— EXERCISE OBJECTIVE —
Starting at the first line of the records and stopping after the line that has "[(305, 316), (74, 228)]", rewrite them as a Markdown table with the columns Row and Line, one numbered row per line and no blank lines. Leave the pictures out of the answer.

>>>>

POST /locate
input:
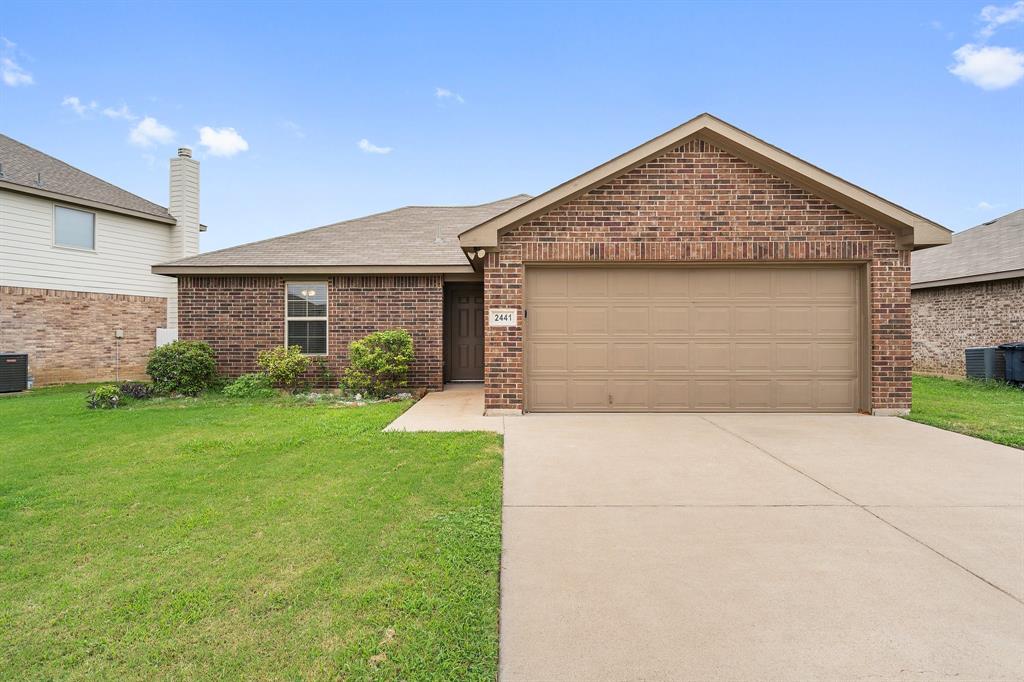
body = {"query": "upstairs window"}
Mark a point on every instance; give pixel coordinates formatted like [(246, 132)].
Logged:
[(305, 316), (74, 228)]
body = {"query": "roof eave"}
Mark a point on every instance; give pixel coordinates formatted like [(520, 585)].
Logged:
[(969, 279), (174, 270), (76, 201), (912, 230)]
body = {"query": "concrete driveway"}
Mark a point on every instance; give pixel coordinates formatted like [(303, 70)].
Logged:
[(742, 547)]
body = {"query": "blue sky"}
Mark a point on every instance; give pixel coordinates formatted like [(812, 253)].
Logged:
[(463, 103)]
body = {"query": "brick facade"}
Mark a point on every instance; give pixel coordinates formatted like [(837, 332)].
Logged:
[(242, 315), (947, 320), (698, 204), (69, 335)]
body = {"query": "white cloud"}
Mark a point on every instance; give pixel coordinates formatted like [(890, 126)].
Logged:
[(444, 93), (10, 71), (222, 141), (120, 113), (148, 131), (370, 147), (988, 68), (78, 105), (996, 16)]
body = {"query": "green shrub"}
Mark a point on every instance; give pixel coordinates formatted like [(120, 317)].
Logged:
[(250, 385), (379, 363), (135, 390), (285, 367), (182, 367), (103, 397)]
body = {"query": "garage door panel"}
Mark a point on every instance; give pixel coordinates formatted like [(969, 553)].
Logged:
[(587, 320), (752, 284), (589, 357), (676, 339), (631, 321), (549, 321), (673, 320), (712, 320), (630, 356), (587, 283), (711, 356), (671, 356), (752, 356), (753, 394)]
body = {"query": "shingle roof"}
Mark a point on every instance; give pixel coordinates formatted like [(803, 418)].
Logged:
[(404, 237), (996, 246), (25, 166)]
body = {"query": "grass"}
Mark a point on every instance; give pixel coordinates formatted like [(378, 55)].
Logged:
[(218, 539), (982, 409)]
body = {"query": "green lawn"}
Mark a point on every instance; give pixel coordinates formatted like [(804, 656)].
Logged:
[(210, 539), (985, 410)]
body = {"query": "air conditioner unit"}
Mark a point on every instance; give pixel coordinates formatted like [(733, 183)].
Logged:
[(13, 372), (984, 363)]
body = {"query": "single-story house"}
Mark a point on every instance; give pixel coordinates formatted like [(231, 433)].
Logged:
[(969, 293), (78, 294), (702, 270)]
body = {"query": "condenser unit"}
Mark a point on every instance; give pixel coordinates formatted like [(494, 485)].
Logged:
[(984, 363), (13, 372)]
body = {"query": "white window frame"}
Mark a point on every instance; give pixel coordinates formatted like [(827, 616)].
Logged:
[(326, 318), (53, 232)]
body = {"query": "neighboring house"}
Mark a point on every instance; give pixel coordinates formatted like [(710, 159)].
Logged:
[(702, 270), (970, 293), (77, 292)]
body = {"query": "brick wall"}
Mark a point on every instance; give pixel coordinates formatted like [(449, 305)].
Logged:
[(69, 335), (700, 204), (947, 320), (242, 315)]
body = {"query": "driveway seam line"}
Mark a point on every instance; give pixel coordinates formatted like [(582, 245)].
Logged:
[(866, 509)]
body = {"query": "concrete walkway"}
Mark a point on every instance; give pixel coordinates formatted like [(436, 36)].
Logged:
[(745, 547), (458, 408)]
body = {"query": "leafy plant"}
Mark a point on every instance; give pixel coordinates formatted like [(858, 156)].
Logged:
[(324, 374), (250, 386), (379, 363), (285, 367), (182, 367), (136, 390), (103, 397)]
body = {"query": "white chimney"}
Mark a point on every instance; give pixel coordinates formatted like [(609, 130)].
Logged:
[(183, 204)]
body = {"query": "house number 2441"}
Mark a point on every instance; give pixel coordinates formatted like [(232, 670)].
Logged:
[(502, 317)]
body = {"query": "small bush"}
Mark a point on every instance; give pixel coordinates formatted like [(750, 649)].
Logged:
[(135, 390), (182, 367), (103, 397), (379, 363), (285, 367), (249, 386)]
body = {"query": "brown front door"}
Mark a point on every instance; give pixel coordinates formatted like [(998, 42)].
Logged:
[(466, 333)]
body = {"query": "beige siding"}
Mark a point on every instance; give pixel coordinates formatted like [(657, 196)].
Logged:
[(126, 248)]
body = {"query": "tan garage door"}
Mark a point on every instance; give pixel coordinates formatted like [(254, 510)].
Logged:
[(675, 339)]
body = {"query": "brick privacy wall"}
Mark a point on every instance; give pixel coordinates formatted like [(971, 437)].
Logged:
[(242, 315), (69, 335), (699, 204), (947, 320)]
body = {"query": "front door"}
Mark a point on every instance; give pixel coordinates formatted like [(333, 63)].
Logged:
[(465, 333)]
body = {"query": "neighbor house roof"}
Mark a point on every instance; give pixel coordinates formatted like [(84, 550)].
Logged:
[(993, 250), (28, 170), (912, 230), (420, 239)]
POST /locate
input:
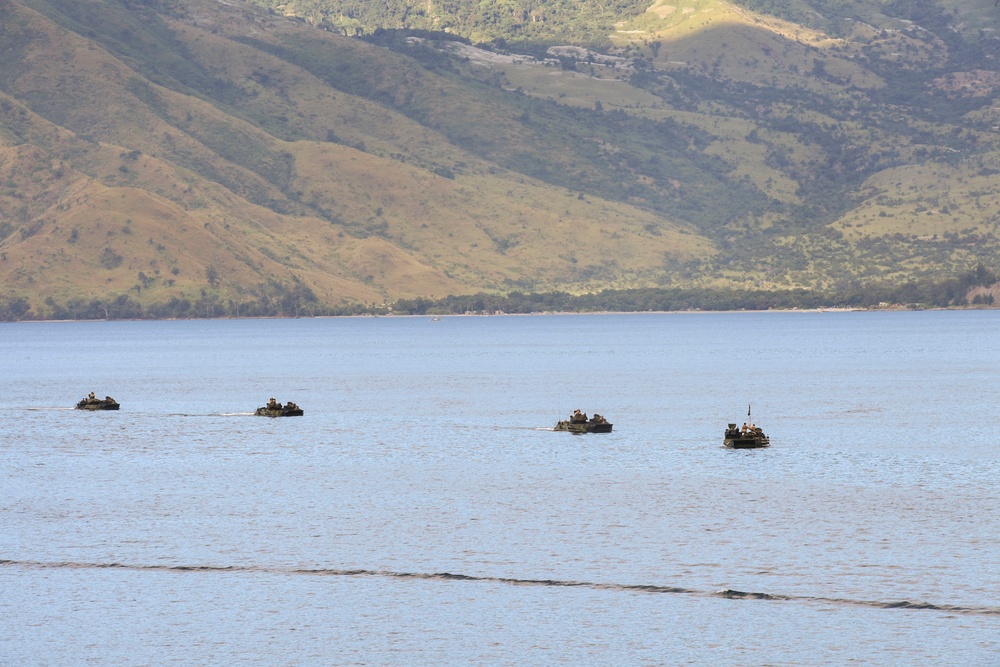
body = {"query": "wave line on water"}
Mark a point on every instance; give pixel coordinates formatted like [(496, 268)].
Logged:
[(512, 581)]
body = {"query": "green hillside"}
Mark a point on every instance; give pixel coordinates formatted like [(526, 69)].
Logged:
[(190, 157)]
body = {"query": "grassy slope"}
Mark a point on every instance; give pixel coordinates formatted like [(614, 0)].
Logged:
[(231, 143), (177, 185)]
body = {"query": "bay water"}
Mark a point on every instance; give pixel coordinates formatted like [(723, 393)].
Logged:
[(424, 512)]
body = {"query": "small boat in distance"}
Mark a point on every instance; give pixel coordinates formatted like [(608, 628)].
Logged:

<<<<

— FULL OUTPUT —
| Row | Line |
|---|---|
| 1 | POST /locate |
| 2 | input: |
| 3 | body = {"query": "upstairs window"} |
| 4 | Mark a point on every instance; give pixel coordinates formatted like [(246, 132)]. |
| 5 | Logged: |
| 6 | [(305, 316), (74, 228)] |